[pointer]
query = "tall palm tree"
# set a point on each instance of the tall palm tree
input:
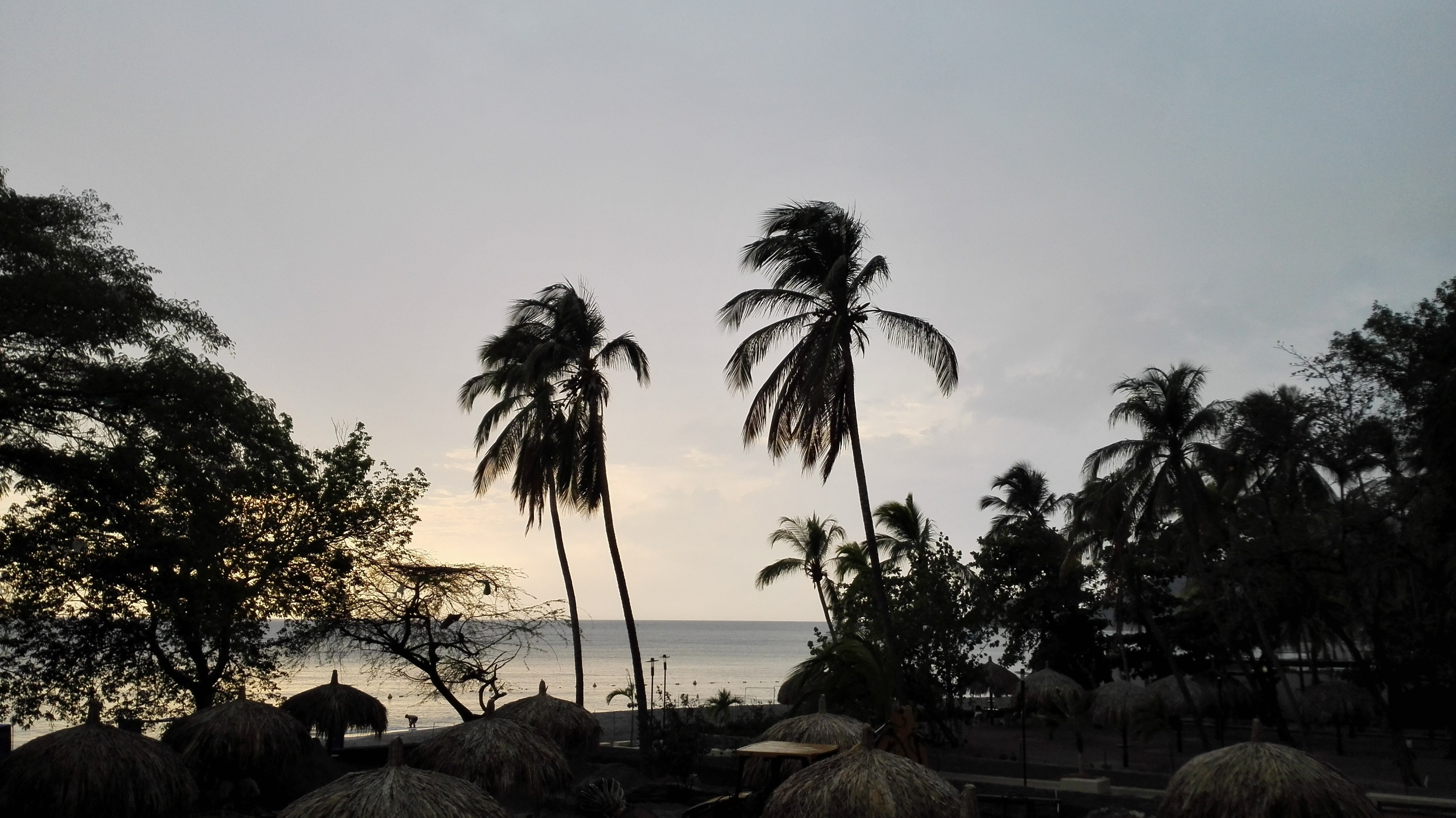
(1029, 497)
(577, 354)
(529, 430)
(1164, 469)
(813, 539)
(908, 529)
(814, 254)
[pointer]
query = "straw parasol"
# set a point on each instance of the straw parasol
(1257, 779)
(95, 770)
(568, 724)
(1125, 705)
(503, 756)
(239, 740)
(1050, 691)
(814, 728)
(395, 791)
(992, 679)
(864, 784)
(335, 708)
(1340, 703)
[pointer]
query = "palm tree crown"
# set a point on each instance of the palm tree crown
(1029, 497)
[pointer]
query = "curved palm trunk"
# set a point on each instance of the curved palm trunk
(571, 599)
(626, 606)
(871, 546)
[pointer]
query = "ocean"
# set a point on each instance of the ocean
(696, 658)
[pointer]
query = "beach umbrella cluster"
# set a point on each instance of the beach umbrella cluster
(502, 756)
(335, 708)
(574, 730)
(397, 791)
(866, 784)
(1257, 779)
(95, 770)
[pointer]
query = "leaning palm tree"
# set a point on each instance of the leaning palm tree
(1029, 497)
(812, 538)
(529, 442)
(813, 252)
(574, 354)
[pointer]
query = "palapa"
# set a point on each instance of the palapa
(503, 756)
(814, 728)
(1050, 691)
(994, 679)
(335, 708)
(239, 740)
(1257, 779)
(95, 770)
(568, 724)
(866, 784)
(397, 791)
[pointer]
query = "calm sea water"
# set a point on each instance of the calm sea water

# # # #

▶ **TASK STATEMENT**
The count of lines above that include the string "tall" is the sole expected answer.

▶ **RESPONSE TO THIS TASK**
2